* **Extract to read**
◆ ◆ ◆ ◆ ◆ ◆ ◆

Internet-Draft          Network Machine Learning            October 2016


Table of Contents

   1.  Introduction  . . . . . . . . . . . . . . . . . . . . . . . .   2
   2.  Terminology . . . . . . . . . . . . . . . . . . . . . . . . .   3
   3.  Brief Background of Machine Learning  . . . . . . . . . . . .   3
     3.1.  Machine Learning Categories . . . . . . . . . . . . . . .   3
     3.2.  Machine Learning Approaches . . . . . . . . . . . . . . .   3
     3.3.  Successful Applications . . . . . . . . . . . . . . . . .   5
     3.4.  Precondition of Applying Machine Learning Approach  . . .   5
     3.5.  Limitation of Machine Learning Mechanism  . . . . . . . .   5
   4.  Network Machine Learning Research Group in IRTF . . . . . . .   6
   5.  Use Cases Study of Applying Machine Learning in Network . . .   7
     5.1.  Network Traffic . . . . . . . . . . . . . . . . . . . . .   7
   6.  Security Considerations . . . . . . . . . . . . . . . . . . .   7
   7.  IANA Considerations . . . . . . . . . . . . . . . . . . . . .   8
   8.  Acknowledgements  . . . . . . . . . . . . . . . . . . . . . .   8
   9.  Change log [RFC Editor: Please remove]  . . . . . . . . . . .   8
   10. Informative References  . . . . . . . . . . . . . . . . . . .   8
   Author's Address  . . . . . . . . . . . . . . . . . . . . . . . .   8

1.  Introduction

   Machine learning techniques help to make predictions or decisions by
   learning from historical data.  As machine learning mechanism could
   dynamically adapt to varying situations and enhance their own
   intelligence by learning from new data, they are more flexible in
   handling complicated tasks than strictly static program instructions.

◆ ◆ ◆ ◆ ◆ ◆ ◆

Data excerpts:
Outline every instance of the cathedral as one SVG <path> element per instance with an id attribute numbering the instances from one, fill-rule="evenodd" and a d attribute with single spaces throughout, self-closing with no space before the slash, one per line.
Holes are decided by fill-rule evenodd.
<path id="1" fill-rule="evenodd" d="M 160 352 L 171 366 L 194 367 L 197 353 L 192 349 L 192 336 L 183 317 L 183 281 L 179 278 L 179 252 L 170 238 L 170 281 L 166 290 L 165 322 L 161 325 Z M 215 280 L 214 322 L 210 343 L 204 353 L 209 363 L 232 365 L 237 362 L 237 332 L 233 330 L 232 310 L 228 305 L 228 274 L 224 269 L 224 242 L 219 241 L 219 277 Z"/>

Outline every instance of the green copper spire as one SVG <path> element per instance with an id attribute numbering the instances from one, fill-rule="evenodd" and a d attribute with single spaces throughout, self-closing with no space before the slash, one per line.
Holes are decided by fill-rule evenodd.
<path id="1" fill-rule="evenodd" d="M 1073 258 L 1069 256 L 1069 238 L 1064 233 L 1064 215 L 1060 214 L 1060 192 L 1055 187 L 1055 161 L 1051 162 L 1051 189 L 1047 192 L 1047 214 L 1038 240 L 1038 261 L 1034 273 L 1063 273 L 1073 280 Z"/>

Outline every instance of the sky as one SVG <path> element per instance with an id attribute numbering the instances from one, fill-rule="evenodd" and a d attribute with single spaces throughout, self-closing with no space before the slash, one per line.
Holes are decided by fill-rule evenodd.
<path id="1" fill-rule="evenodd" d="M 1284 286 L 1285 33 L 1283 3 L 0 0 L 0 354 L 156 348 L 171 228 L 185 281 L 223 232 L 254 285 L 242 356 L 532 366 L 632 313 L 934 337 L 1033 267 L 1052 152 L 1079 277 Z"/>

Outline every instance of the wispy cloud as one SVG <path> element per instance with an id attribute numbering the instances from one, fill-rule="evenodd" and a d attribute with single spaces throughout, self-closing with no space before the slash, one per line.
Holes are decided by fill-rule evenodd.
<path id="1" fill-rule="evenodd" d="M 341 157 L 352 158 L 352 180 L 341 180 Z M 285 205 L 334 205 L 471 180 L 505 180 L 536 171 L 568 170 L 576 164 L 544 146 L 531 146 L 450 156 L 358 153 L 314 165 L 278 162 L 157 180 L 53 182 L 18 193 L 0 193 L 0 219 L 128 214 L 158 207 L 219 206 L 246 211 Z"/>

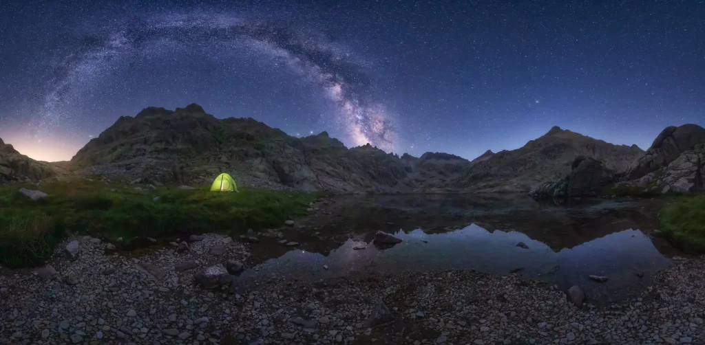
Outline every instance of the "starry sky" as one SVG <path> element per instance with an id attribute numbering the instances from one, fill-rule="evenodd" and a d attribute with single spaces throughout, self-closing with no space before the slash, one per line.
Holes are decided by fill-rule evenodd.
<path id="1" fill-rule="evenodd" d="M 0 137 L 49 161 L 190 103 L 469 159 L 553 125 L 644 149 L 705 126 L 702 0 L 27 0 L 0 32 Z"/>

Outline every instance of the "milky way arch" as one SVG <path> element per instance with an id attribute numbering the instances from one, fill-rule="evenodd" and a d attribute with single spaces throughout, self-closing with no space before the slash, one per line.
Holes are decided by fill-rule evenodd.
<path id="1" fill-rule="evenodd" d="M 348 51 L 291 25 L 244 20 L 230 14 L 178 14 L 133 19 L 113 30 L 92 34 L 76 51 L 54 63 L 38 125 L 47 133 L 68 116 L 61 108 L 80 85 L 110 69 L 121 56 L 177 44 L 249 49 L 281 60 L 301 77 L 319 85 L 336 106 L 336 120 L 353 145 L 395 149 L 394 117 L 372 96 L 372 79 Z M 219 49 L 219 48 L 216 48 Z M 184 100 L 189 101 L 188 100 Z"/>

◆ ◆ ◆ ◆ ◆ ◆ ◆

* **Study questions**
A. Reproduce word for word the part of the network machine learning draft that runs from "Machine learning techniques" up to and including "static program instructions.".
B. Using the table of contents of the network machine learning draft, list the titles of all subsections numbered under section 3.
C. Write the next part of the introduction to the network machine learning draft, picking up after its final sentence.

* **Answers to the exercises**
A.
Machine learning techniques help to make predictions or decisions by
   learning from historical data.  As machine learning mechanism could
   dynamically adapt to varying situations and enhance their own
   intelligence by learning from new data, they are more flexible in
   handling complicated tasks than strictly static program instructions.

B.
Machine Learning Categories
Machine Learning Approaches
Successful Applications
Precondition of Applying Machine Learning Approach
Limitation of Machine Learning Mechanism

C.
   Therefore, machine learning techniques have been widely applied in
   image analysis, pattern recognition, language recognition,
   conversation simulation, and etc.

   With deep exploration, machine learning techniques would cast light
   on studies of autonomic networking, in that they could be well
   adapted to learn the various environments of networks and react to
   dynamic situations.

   The proposed Network Machine Learning Research Group (NMLRG) was
   formed within IRTF (Internet Research Task Force), October, 2015.  As
   a procedure, currently, IRTF requests an one-year provisional period.
   After this period, the proposed research group may become a formal
   research group if there is a steady research community.  The NMLRG
   provides a forum for researchers to explore the potential of machine
   learning techniques for networks.

   This document firstly provides background information of machine
   learning briefly, then explores the potential of machine learning
   techniques for networks functions, such as network control, network
   management, and supplying network data for upper-layer applications.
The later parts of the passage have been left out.